◆ The input
===============
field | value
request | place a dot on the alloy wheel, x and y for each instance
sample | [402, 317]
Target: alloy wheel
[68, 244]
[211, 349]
===============
◆ Task brief
Return the material exactly as it stands.

◆ Exercise response
field | value
request | place a dot on the alloy wheel, x and y for each instance
sample | [402, 317]
Target: alloy wheel
[68, 244]
[211, 349]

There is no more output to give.